Lesetext
An den Segnungen einer medienkompetenten Internet-Gesellschaft ließ der Chef von IBM-Deutschland keinen Zweifel aufkommen. Ohne digitale Spitzenposition könnten weder die besten Autos noch die besten Maschinen gebaut werden. „Wer bei diesen Wachstumschancen schlampt, gefährdet unsere Zukunft,“ mahnt Staudt mit Blick auf die derzeit triste Stimmung in der so genannten New Economy. Immerhin investierten allein die 30 Dax-Unternehmen in diesem Jahr 17 Mrd. DM ins e-business. Auch die Jugend glaube an das Internet und setze auf „Future statt Null Bock“.
Nun, so eine D21-Forderung, stehen auch Bund, Länder und Kommunen in der Pflicht. Im Segment des e-government gelte es, Behördengänge und Abläufe zu beschleunigen, zu vereinfachen und billiger zu machen. Deutschland könnte die erste Online-Demokratie des 21. Jahrhunderts werden, ein virtueller Urnengang wäre bis 2006 zu schaffen.

Material
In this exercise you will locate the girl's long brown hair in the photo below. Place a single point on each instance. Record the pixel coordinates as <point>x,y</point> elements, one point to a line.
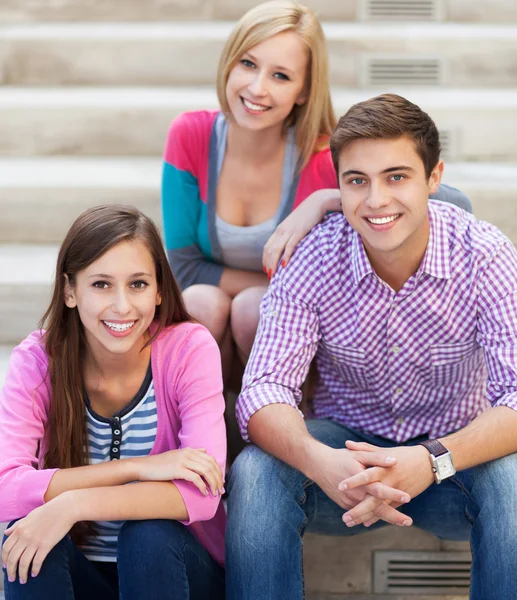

Aufgabenstellung 1
Erkläre mit Hilfe des Lesetextes, warum der Chef von IBM-Deutschland davor warnt, bei den digitalen Wachstumschancen zu schlampen. Antworte in ein bis drei Sätzen.
Aufgabenstellung 2
Schreibe den Lesetext über die Internet-Gesellschaft im Anschluss an seinen letzten Satz weiter.

Lösung 1
Ohne eine digitale Spitzenposition könnten weder die besten Autos noch die besten Maschinen gebaut werden. Wer diese Wachstumschancen vernachlässigt, gefährdet deshalb die Zukunft.

Lösung 2
Zentrales Kongressthema war der Komplex Wissensgesellschaft und Bildungspolitik. Bundesweit sind so gut wie alle Schulen mit einem Internet-Zugang ausgerüstet, stellte Kanzleramtsminister Hans Martin Bury fest und bezeichnete die digitale Spaltung der Gesellschaft in Gewinner und Verlierer als Debatte von gestern. Auch das Klischee vom hilflosen Lehrer vor Internet-versierten Kids ist weitgehend passé. Regionale D21-Ableger qualifizieren die Lehrer vor Ort. Die Aktion „Marktplatz für Schulen“ möchte mittels Schulsponsoring „Steinzeitgeräte“ austauschen. „Machen Sie die Schulen zu 386er und 486er-freien-Zonen“, ermuntert Staudt angesichts verkürzter Abschreibefristen.
„Heute wird Wissen schneller produziert, als gelernt werden kann,“ flankiert Bernhard Jagoda, Präsident der Bundesanstalt für Arbeit. Deshalb müsse die Bereitschaft zum „Lernen lernen“ intensiv gefördert werden, um über die Weiterbildungsmaßnahmen Beschäftigte im Job zu halten bzw. wieder in Arbeit zu vermitteln. Man solle sich aber von dem Irrglauben verabschieden, dass man mit 35 Jahren zu alt für die IT-Welt sei.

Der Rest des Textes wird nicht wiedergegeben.